> PROVIDED TEXT:
Begin

## Reading and Writing Files

https://levelup.gitconnected.com/python-reading-and-writing-data-from-files-d3b70441416e

Reading and writing files is necessary for data analysis, and pandas is particularly useful when working with dataframes etc...

The most basic way to read and write files like txt documents is using the built-in function open('filename')

In [1]:
#If the file doesn't exist, python will give an error
open ('myfile')

FileNotFoundError: [Errno 2] No such file or directory: 'myfile'

In [2]:
#You can also open things using a try command...
try:
    f = open("myfile")
except IOError:
    print('File does not exist')

File does not exist


In [3]:
#Now let's open an actual file, in this case I have a txt file of vibrio_cholerae sequence
f = open ('Vibrio_cholerae.txt')

In [4]:
#one way to read the file is with a loop - line is a special syntax with for lops

for line in f:
    print(line)

End

> DATA EXTRACT:
Begin

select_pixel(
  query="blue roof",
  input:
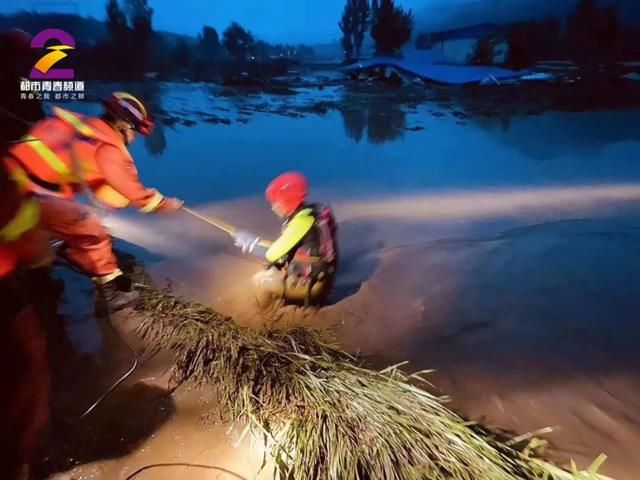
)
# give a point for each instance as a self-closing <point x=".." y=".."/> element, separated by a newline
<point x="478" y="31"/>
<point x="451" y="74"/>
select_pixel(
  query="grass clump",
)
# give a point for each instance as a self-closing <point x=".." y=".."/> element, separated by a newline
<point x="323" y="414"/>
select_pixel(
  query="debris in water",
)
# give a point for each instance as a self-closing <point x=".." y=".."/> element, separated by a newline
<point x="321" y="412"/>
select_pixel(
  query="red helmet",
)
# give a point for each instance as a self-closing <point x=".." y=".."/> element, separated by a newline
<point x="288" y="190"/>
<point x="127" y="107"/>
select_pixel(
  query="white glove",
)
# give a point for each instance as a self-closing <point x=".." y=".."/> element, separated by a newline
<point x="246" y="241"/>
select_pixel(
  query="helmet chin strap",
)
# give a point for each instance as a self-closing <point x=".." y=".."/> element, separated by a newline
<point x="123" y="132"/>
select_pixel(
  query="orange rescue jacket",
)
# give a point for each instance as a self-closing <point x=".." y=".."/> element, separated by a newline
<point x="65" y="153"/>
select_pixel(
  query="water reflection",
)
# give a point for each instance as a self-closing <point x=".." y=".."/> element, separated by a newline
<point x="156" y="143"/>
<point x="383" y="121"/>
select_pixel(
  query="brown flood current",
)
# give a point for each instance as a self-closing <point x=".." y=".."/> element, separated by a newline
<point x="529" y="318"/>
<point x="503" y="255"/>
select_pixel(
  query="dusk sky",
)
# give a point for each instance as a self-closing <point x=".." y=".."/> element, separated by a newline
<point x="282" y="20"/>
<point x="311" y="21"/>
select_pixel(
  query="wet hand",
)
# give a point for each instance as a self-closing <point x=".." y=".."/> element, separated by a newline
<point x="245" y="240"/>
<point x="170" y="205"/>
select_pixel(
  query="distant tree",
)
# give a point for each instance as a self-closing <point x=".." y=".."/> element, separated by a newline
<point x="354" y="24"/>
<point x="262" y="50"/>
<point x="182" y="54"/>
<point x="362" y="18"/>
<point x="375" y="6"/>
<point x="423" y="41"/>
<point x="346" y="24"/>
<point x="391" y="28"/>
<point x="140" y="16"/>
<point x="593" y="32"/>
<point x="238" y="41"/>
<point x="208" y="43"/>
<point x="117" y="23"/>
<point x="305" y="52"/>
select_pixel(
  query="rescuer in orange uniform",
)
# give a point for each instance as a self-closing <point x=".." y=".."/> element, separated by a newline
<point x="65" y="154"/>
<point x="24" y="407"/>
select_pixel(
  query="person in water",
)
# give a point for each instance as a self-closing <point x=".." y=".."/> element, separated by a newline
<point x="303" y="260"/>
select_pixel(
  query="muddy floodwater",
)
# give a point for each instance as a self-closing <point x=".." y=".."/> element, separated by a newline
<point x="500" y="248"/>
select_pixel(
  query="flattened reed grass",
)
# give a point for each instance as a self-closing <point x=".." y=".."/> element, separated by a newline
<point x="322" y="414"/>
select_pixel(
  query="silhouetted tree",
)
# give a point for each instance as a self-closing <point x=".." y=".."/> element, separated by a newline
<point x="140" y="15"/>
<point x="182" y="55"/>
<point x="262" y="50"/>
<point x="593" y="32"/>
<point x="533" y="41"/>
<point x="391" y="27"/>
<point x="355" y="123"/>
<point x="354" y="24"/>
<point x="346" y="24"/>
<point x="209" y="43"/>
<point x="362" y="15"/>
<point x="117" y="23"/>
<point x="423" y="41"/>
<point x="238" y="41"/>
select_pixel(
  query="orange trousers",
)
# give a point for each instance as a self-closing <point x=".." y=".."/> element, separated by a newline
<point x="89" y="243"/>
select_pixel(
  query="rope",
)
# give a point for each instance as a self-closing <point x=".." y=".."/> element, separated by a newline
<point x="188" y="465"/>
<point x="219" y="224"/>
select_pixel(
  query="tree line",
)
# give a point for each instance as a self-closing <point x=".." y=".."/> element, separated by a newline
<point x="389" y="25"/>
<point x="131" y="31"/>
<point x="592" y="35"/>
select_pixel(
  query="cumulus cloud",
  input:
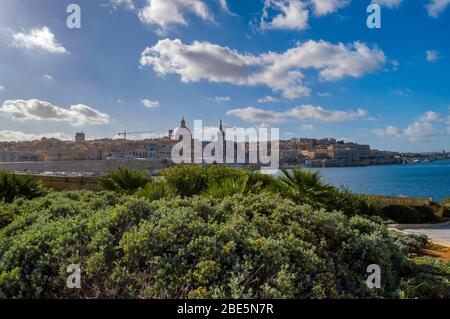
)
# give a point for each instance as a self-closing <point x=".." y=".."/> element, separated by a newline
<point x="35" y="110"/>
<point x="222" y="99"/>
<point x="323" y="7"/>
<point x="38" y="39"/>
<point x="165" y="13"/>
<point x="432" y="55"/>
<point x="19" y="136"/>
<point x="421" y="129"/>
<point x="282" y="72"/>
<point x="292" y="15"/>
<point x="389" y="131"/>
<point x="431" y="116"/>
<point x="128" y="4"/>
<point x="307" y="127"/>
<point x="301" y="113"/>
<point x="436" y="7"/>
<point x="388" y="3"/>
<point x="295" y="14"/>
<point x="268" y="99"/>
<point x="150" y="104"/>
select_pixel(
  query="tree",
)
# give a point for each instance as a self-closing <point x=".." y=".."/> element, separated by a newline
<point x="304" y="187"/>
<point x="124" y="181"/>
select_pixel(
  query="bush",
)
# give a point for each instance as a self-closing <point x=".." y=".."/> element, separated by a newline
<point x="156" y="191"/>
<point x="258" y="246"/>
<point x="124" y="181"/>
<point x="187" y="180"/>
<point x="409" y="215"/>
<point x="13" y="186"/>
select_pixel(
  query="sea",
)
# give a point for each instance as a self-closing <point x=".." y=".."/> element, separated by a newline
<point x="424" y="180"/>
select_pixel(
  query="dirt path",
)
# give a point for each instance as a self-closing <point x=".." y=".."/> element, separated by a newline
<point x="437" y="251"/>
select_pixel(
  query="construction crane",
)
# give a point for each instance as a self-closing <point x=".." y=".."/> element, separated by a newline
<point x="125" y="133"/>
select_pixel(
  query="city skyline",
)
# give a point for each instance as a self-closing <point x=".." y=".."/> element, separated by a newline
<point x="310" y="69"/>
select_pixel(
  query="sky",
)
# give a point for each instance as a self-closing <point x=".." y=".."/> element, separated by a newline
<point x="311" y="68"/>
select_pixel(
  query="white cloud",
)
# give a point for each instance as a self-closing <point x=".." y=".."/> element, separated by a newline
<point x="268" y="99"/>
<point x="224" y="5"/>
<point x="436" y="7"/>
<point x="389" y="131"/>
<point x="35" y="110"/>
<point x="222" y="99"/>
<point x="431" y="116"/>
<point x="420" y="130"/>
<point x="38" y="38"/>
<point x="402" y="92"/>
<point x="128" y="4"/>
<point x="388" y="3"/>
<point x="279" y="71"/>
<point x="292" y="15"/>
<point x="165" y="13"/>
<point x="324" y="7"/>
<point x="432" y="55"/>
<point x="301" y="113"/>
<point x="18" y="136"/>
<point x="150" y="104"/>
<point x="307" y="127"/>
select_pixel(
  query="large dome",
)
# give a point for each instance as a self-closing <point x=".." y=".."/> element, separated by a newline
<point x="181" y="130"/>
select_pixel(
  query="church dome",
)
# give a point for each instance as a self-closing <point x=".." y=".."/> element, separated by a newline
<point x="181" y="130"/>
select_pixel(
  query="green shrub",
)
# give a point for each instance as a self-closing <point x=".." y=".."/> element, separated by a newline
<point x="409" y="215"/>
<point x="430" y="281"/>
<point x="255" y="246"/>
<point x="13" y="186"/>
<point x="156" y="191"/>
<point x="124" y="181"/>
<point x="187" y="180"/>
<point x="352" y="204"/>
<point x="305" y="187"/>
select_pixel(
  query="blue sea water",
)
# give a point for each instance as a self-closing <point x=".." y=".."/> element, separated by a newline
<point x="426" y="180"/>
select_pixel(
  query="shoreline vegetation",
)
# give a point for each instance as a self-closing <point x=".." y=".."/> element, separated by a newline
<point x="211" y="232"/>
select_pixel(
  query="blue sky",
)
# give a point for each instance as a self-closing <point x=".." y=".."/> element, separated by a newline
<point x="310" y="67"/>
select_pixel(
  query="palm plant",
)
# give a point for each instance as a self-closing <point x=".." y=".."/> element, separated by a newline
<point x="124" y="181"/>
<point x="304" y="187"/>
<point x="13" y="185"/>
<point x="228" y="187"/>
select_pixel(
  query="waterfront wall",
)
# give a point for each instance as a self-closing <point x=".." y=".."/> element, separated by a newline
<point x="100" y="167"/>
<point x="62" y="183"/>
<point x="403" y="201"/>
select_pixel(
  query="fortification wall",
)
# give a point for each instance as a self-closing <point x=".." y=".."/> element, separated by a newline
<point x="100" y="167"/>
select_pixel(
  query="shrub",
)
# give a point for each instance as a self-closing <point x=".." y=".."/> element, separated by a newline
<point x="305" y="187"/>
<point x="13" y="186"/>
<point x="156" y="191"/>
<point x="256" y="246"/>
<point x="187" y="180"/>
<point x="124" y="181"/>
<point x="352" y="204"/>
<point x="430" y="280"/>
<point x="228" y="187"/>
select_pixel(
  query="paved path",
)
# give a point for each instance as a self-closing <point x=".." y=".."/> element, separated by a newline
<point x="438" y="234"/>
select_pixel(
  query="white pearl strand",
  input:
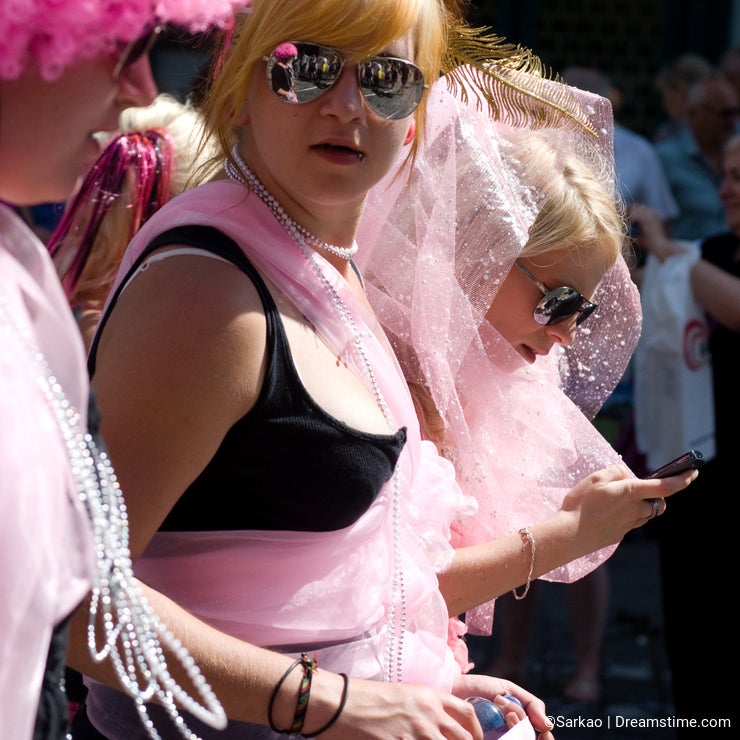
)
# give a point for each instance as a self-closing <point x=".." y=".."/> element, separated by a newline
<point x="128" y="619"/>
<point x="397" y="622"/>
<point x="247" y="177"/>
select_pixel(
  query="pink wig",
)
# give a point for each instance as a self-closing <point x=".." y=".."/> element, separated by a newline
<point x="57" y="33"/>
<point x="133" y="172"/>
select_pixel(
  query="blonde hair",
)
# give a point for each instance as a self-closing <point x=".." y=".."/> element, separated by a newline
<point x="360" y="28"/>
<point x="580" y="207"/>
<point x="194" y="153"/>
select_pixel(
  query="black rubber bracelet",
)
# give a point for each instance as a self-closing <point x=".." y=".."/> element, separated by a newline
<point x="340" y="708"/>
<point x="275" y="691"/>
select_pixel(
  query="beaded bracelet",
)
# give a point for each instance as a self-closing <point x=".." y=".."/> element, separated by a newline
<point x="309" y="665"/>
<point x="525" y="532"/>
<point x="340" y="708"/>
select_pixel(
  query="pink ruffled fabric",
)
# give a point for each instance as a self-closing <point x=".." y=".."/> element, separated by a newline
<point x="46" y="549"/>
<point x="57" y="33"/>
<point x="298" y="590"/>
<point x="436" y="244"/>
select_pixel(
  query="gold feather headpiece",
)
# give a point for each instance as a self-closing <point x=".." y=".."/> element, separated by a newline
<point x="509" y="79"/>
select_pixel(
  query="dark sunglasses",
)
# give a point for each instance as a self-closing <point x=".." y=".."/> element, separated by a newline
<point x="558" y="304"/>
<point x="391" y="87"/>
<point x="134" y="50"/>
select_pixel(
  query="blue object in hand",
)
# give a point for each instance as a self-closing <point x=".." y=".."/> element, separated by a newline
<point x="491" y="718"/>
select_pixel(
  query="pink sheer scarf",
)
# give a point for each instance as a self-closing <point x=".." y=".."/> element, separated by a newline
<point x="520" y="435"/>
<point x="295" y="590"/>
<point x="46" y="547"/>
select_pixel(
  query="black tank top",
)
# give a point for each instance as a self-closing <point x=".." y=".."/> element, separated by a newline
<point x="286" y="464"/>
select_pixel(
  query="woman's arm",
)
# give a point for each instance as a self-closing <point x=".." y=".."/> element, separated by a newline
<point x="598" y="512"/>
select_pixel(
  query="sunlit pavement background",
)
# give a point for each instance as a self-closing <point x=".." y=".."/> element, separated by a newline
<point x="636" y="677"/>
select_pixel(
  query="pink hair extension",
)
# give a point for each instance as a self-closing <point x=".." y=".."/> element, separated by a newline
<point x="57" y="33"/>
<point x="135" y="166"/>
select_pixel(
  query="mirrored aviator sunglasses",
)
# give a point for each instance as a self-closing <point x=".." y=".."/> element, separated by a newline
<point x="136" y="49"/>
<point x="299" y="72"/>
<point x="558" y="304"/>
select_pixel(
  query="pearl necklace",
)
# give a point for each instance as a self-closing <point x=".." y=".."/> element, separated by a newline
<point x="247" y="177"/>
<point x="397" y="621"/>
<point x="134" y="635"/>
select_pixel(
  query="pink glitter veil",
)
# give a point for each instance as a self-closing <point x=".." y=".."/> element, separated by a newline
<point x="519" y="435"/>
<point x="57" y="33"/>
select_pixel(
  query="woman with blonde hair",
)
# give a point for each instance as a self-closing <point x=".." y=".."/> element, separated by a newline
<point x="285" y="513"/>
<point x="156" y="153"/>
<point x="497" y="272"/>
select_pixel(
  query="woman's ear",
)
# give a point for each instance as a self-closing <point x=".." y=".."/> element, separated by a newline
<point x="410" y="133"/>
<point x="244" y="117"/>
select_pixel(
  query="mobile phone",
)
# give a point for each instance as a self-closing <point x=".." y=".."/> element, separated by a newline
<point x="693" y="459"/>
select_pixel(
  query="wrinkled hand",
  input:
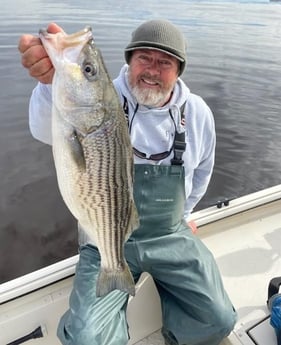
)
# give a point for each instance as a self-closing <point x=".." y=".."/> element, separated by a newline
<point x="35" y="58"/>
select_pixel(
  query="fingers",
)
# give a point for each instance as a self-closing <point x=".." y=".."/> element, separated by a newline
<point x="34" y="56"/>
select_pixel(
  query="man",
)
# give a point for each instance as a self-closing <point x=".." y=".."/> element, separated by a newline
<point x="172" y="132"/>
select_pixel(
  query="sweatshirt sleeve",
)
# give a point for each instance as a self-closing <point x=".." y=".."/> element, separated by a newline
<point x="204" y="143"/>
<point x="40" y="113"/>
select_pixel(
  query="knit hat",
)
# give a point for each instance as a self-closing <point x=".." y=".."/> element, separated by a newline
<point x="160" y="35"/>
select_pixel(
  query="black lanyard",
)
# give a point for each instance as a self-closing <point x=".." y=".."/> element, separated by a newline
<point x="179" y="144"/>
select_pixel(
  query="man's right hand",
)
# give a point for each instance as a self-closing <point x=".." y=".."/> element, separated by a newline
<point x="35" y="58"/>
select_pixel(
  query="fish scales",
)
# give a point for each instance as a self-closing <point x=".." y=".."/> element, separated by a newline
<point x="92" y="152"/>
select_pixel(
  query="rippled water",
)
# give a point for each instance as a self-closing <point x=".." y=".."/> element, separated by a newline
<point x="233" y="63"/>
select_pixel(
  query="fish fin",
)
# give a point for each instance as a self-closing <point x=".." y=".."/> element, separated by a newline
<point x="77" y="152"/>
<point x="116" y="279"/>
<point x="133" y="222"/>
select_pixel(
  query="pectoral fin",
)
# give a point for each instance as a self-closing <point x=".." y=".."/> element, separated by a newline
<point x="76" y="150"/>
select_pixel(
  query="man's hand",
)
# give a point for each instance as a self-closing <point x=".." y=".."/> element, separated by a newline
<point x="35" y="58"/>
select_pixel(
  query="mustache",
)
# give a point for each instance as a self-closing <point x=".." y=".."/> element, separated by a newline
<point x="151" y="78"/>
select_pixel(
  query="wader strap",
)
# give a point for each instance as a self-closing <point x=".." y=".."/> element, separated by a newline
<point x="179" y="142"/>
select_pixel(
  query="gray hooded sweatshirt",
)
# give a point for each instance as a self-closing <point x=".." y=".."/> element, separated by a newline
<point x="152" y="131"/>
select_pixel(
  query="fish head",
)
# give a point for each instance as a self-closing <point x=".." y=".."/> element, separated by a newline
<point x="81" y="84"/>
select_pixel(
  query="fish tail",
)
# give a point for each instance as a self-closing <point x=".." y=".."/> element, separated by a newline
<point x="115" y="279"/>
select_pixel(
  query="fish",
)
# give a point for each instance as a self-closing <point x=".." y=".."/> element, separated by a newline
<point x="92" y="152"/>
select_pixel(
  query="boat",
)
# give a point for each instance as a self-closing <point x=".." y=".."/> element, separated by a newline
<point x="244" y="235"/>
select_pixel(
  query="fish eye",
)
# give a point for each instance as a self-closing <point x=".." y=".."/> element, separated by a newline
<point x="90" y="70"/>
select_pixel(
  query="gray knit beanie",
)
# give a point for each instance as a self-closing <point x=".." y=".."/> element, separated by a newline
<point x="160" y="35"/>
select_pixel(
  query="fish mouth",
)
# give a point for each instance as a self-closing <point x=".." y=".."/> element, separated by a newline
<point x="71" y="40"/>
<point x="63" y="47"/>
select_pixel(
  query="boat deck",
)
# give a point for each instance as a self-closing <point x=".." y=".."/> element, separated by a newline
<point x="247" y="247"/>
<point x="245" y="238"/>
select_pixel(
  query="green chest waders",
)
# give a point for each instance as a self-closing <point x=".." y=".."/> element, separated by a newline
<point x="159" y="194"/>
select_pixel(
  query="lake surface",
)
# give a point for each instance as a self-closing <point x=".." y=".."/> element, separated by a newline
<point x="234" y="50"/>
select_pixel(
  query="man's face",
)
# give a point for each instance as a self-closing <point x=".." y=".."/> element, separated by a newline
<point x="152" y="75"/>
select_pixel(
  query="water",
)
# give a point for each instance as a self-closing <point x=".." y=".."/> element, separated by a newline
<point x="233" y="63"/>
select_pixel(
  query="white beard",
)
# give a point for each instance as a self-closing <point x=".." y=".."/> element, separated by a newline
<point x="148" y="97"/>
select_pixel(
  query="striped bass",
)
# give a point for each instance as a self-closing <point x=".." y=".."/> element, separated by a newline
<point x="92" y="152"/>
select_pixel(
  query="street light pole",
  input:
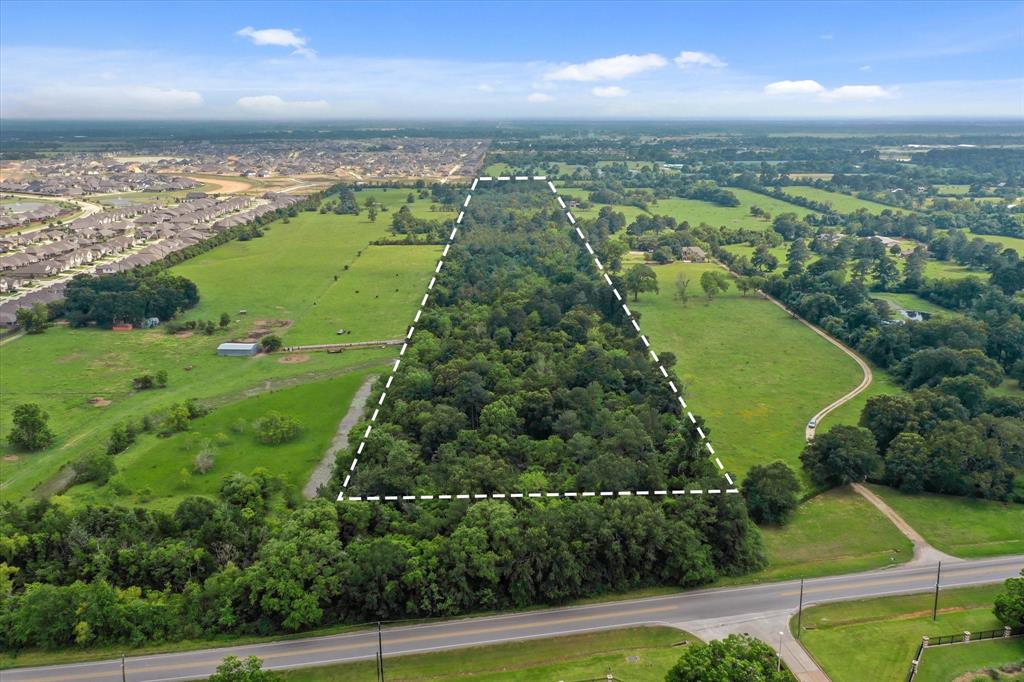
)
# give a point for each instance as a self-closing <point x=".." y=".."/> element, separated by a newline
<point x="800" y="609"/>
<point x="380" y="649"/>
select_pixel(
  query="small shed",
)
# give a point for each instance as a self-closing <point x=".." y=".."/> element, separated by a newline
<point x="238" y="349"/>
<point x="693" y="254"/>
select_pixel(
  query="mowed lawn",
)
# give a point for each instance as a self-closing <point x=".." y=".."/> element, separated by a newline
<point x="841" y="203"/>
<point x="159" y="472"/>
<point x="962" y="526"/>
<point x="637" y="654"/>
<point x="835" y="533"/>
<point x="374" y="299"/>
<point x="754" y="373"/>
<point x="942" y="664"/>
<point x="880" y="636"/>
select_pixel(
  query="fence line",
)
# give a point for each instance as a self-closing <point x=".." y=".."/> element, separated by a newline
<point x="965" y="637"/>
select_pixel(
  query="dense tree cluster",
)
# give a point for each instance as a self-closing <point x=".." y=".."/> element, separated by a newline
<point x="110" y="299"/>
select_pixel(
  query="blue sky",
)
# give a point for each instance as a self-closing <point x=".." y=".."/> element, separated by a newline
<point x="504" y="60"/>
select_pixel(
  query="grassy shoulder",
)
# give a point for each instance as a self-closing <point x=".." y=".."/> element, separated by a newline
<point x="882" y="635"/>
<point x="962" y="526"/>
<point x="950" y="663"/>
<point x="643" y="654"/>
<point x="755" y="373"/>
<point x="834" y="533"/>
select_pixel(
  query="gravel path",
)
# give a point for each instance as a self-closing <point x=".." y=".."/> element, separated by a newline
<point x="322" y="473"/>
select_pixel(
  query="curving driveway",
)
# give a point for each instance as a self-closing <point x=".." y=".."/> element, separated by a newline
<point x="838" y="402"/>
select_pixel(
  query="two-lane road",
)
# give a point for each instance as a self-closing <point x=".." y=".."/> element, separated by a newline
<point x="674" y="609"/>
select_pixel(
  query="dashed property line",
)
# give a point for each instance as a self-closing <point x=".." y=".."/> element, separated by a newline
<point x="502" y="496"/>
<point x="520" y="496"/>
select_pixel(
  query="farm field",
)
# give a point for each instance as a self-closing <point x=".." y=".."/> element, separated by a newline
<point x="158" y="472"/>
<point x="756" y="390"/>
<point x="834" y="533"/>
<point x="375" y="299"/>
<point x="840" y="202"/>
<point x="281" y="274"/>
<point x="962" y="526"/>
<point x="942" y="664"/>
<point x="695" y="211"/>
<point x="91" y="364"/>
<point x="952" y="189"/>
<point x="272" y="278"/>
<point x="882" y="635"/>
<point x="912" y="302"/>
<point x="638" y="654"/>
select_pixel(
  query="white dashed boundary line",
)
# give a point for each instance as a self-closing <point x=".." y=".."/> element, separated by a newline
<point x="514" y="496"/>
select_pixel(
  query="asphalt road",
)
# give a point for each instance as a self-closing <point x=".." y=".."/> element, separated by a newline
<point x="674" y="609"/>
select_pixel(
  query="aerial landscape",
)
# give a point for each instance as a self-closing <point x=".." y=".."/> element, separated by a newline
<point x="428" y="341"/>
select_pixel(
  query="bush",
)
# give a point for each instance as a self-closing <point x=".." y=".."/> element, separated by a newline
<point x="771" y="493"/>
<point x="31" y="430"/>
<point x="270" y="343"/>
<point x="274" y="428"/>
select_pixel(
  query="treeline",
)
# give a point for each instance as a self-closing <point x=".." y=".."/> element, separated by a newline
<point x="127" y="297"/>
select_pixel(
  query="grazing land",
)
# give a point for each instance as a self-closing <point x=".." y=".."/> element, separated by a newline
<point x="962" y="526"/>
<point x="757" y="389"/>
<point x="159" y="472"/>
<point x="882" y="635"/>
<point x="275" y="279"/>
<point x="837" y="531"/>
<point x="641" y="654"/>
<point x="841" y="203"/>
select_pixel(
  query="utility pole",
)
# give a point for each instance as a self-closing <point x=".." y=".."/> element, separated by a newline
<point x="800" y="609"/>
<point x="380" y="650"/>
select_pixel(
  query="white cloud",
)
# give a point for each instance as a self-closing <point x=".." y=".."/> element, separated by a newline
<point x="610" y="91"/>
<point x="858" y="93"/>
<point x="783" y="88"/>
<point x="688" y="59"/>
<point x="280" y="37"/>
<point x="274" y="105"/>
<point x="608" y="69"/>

End

> INSTRUCTIONS TO FOLLOW:
Reproduce the passage of the notes on reading and writing files starting with "## Reading and" and going on through "open ('myfile')".

> SOLUTION FOR THIS PROBLEM:
## Reading and Writing Files

https://levelup.gitconnected.com/python-reading-and-writing-data-from-files-d3b70441416e

Reading and writing files is necessary for data analysis, and pandas is particularly useful when working with dataframes etc...

The most basic way to read and write files like txt documents is using the built-in function open('filename')

In [1]:
#If the file doesn't exist, python will give an error
open ('myfile')